## WHAT TO PRODUCE:
Only the text belongs in the copy: repeat each record exactly, without pictures.

* * *

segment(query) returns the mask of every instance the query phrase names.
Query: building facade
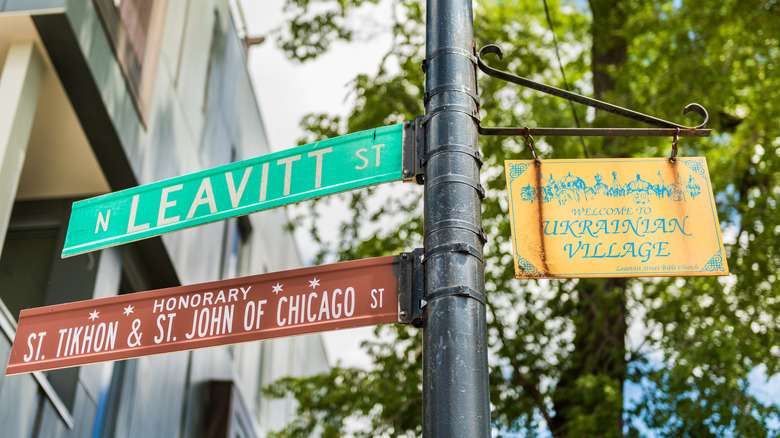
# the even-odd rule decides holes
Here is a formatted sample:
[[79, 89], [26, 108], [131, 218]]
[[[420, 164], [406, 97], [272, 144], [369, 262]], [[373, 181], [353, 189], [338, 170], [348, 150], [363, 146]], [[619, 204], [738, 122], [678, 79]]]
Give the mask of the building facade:
[[[232, 6], [232, 8], [231, 8]], [[299, 267], [277, 209], [61, 259], [76, 200], [269, 153], [227, 0], [0, 0], [0, 434], [254, 437], [319, 335], [5, 376], [25, 308]]]

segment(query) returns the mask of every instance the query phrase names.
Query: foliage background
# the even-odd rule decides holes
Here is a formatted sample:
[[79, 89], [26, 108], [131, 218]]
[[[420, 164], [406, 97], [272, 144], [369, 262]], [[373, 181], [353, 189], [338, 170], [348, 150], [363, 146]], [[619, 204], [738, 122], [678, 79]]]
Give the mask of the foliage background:
[[[346, 118], [313, 114], [302, 143], [423, 114], [425, 10], [387, 0], [393, 46], [374, 75], [352, 82]], [[360, 38], [357, 10], [378, 0], [288, 0], [279, 45], [300, 61], [336, 40]], [[529, 159], [522, 139], [481, 137], [492, 421], [503, 436], [778, 436], [778, 398], [751, 386], [778, 373], [780, 342], [780, 4], [776, 0], [482, 0], [478, 47], [506, 54], [490, 65], [538, 82], [686, 125], [696, 101], [708, 139], [680, 140], [705, 156], [732, 275], [727, 278], [520, 281], [513, 278], [505, 159]], [[486, 126], [638, 126], [479, 74]], [[537, 139], [543, 158], [666, 156], [669, 139]], [[421, 190], [343, 195], [338, 241], [317, 215], [300, 217], [323, 250], [318, 261], [396, 254], [422, 246]], [[381, 196], [381, 201], [376, 199]], [[418, 436], [421, 340], [416, 329], [377, 328], [365, 346], [375, 366], [284, 379], [299, 417], [277, 436]], [[357, 430], [350, 425], [357, 424]]]

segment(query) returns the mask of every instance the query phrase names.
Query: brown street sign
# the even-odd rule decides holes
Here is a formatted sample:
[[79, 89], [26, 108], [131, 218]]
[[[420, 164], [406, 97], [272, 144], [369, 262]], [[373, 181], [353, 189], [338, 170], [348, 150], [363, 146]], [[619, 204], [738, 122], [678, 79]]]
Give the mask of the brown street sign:
[[400, 257], [22, 310], [6, 374], [398, 321]]
[[701, 157], [507, 161], [518, 278], [728, 275]]

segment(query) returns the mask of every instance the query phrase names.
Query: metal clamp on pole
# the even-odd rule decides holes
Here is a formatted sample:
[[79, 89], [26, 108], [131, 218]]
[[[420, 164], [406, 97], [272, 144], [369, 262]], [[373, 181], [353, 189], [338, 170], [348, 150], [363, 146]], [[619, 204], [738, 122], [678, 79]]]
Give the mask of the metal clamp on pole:
[[442, 228], [461, 228], [464, 230], [471, 231], [472, 233], [476, 234], [479, 237], [479, 240], [482, 242], [483, 245], [488, 240], [487, 233], [485, 233], [484, 228], [477, 227], [476, 225], [468, 221], [463, 221], [460, 219], [443, 220], [434, 225], [431, 225], [430, 227], [428, 227], [428, 229], [425, 230], [425, 236], [427, 237], [428, 235], [435, 233], [436, 231]]
[[447, 173], [441, 176], [437, 176], [436, 178], [431, 178], [428, 184], [428, 188], [436, 187], [437, 185], [444, 183], [465, 184], [476, 190], [480, 199], [485, 199], [485, 188], [482, 186], [482, 184], [469, 178], [465, 178], [462, 175]]
[[425, 262], [430, 260], [433, 256], [446, 253], [468, 254], [476, 257], [480, 262], [484, 261], [482, 259], [482, 251], [478, 250], [477, 248], [474, 248], [473, 246], [467, 245], [465, 243], [453, 243], [449, 245], [437, 246], [436, 248], [426, 252], [422, 258], [422, 264], [425, 264]]
[[423, 72], [427, 73], [428, 66], [431, 64], [431, 62], [441, 55], [460, 55], [467, 58], [474, 65], [477, 65], [477, 57], [474, 56], [473, 53], [467, 50], [463, 50], [459, 47], [442, 47], [440, 49], [435, 50], [433, 53], [431, 53], [431, 55], [428, 56], [428, 58], [423, 59], [423, 64], [422, 64]]
[[435, 290], [429, 294], [426, 294], [425, 299], [420, 303], [420, 307], [425, 307], [431, 301], [442, 297], [469, 297], [479, 301], [483, 305], [485, 304], [485, 295], [481, 292], [468, 286], [455, 286], [445, 287], [443, 289]]
[[459, 152], [461, 154], [466, 154], [470, 157], [473, 157], [474, 160], [477, 161], [477, 165], [479, 165], [479, 167], [482, 167], [482, 164], [485, 162], [484, 158], [482, 157], [482, 152], [474, 148], [459, 144], [445, 144], [425, 154], [425, 156], [422, 158], [422, 165], [425, 166], [425, 163], [427, 163], [428, 160], [430, 160], [432, 157], [444, 152]]
[[401, 253], [398, 258], [398, 323], [422, 327], [424, 270], [423, 249]]
[[479, 121], [481, 120], [481, 117], [479, 115], [479, 103], [472, 101], [469, 103], [469, 105], [442, 105], [434, 109], [433, 111], [431, 111], [428, 115], [426, 115], [423, 124], [428, 123], [429, 120], [436, 117], [437, 115], [446, 112], [457, 112], [457, 113], [466, 114], [467, 116], [474, 119], [477, 123], [479, 123]]
[[474, 103], [476, 103], [477, 106], [479, 106], [479, 96], [477, 96], [476, 91], [463, 85], [454, 85], [454, 84], [439, 85], [438, 87], [426, 91], [424, 96], [424, 101], [427, 103], [433, 98], [433, 96], [443, 93], [445, 91], [457, 91], [459, 93], [463, 93], [471, 97]]

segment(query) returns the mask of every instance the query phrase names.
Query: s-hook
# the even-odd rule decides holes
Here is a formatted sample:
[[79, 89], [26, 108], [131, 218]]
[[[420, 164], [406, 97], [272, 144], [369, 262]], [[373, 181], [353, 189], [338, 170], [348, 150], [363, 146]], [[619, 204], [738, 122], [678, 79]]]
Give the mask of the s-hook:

* * *

## WRITTEN ANSWER:
segment(query) returns the mask of every instance the query phrase names.
Query: building facade
# the even-odd rule decides holes
Here is a formatted sample:
[[79, 89], [26, 108], [131, 218]]
[[[420, 164], [406, 97], [272, 144], [369, 262]], [[373, 181], [353, 189], [338, 170], [348, 150], [363, 146]], [[619, 204], [738, 122], [678, 79]]]
Give the mask of the building facade:
[[[232, 6], [232, 8], [231, 8]], [[299, 267], [277, 209], [61, 259], [76, 200], [269, 153], [227, 0], [0, 0], [0, 434], [254, 437], [319, 335], [5, 376], [25, 308]]]

segment(query) returns the mask of every instance the query phrase names.
Query: foliage background
# the even-odd rule decides holes
Here is a formatted sample:
[[79, 89], [26, 108], [131, 218]]
[[[420, 164], [406, 97], [272, 144], [369, 262]], [[373, 181], [353, 189], [338, 170], [348, 150], [363, 146]], [[619, 204], [738, 122], [678, 79]]]
Give the mask of the foliage background:
[[[346, 118], [313, 114], [302, 143], [423, 114], [425, 10], [387, 0], [393, 46], [374, 75], [352, 82]], [[360, 38], [357, 10], [378, 0], [288, 0], [279, 45], [300, 61], [336, 40]], [[529, 159], [522, 139], [481, 137], [492, 421], [503, 436], [778, 436], [778, 398], [751, 386], [778, 373], [780, 342], [780, 4], [776, 0], [482, 0], [478, 47], [506, 54], [490, 65], [538, 82], [686, 125], [696, 101], [708, 139], [680, 140], [705, 156], [732, 275], [727, 278], [520, 281], [513, 278], [505, 159]], [[486, 126], [638, 126], [479, 74]], [[537, 139], [543, 158], [666, 156], [669, 139]], [[421, 190], [343, 195], [338, 241], [317, 215], [300, 217], [323, 250], [318, 261], [396, 254], [422, 246]], [[381, 196], [381, 201], [376, 199]], [[418, 436], [421, 340], [416, 329], [377, 328], [365, 346], [375, 366], [284, 379], [299, 417], [277, 436]], [[357, 430], [350, 425], [357, 424]]]

segment(query) returns the mask of every instance the query phrase names.
Query: brown street sign
# the even-odd rule decides holes
Here is a formatted sample:
[[79, 89], [26, 108], [131, 218]]
[[[420, 164], [406, 97], [272, 144], [369, 262]], [[373, 181], [353, 189], [338, 170], [348, 150], [363, 146]], [[619, 204], [738, 122], [678, 79]]]
Give the mask of the brown street sign:
[[400, 257], [22, 310], [6, 374], [398, 321]]
[[701, 157], [507, 161], [518, 278], [728, 275]]

segment(query) returns the mask of every instance the query phrase names.
Query: metal clamp on pole
# the even-odd rule decides holes
Here is a formatted sample:
[[79, 89], [26, 108], [131, 218]]
[[[420, 164], [406, 97], [272, 144], [369, 262]], [[373, 181], [353, 189], [338, 170], [348, 150], [363, 146]], [[619, 204], [738, 122], [678, 79]]]
Give the mask of the metal clamp on pole:
[[442, 228], [461, 228], [464, 230], [471, 231], [472, 233], [476, 234], [479, 237], [479, 240], [482, 242], [483, 245], [488, 240], [487, 233], [485, 233], [484, 228], [477, 227], [476, 225], [468, 221], [463, 221], [460, 219], [443, 220], [434, 225], [431, 225], [430, 227], [428, 227], [428, 229], [425, 230], [425, 236], [427, 237], [428, 235], [435, 233], [436, 231]]
[[447, 173], [441, 176], [437, 176], [436, 178], [431, 178], [428, 184], [428, 188], [436, 187], [437, 185], [444, 183], [465, 184], [476, 190], [480, 199], [485, 199], [485, 188], [482, 186], [482, 184], [469, 178], [465, 178], [462, 175]]
[[425, 262], [430, 260], [433, 256], [446, 253], [468, 254], [476, 257], [480, 262], [484, 261], [482, 259], [482, 251], [478, 250], [477, 248], [474, 248], [473, 246], [467, 245], [465, 243], [453, 243], [449, 245], [437, 246], [436, 248], [426, 252], [422, 258], [422, 264], [425, 264]]
[[423, 72], [427, 73], [428, 66], [431, 64], [431, 62], [441, 55], [460, 55], [467, 58], [474, 65], [477, 65], [477, 57], [474, 56], [473, 53], [467, 50], [463, 50], [459, 47], [442, 47], [440, 49], [435, 50], [433, 53], [431, 53], [431, 55], [428, 56], [428, 58], [423, 59], [423, 64], [422, 64]]
[[435, 290], [429, 294], [426, 294], [425, 299], [420, 303], [420, 307], [425, 307], [431, 301], [442, 297], [469, 297], [479, 301], [483, 305], [485, 304], [485, 295], [481, 292], [468, 286], [455, 286], [445, 287], [443, 289]]
[[459, 152], [461, 154], [466, 154], [470, 157], [473, 157], [474, 160], [477, 161], [477, 165], [479, 165], [479, 167], [482, 167], [482, 164], [485, 162], [484, 158], [482, 157], [482, 152], [474, 148], [459, 144], [445, 144], [425, 154], [425, 156], [422, 158], [422, 165], [425, 166], [425, 163], [427, 163], [428, 160], [430, 160], [432, 157], [444, 152]]
[[401, 253], [398, 258], [398, 323], [422, 327], [424, 270], [423, 249]]
[[479, 121], [481, 120], [481, 117], [479, 115], [479, 103], [472, 101], [469, 103], [469, 105], [442, 105], [434, 109], [433, 111], [431, 111], [428, 115], [426, 115], [423, 124], [428, 123], [429, 120], [436, 117], [437, 115], [446, 112], [457, 112], [457, 113], [466, 114], [467, 116], [474, 119], [477, 123], [479, 123]]
[[474, 103], [476, 103], [477, 106], [479, 106], [479, 96], [477, 96], [476, 91], [463, 85], [454, 85], [454, 84], [439, 85], [438, 87], [426, 91], [424, 96], [424, 101], [427, 103], [433, 98], [433, 96], [443, 93], [445, 91], [457, 91], [459, 93], [463, 93], [471, 97]]

segment(query) returns the mask of every instance the query phrase names.
Query: s-hook
# the even-odd rule decides holes
Here is a formatted sample:
[[79, 89], [26, 108], [131, 218]]
[[[420, 164], [406, 97], [272, 144], [369, 262]], [[373, 181], [353, 189], [338, 170], [348, 150], [363, 146]], [[619, 204], [738, 122], [678, 79]]]
Give the mask of the s-hook:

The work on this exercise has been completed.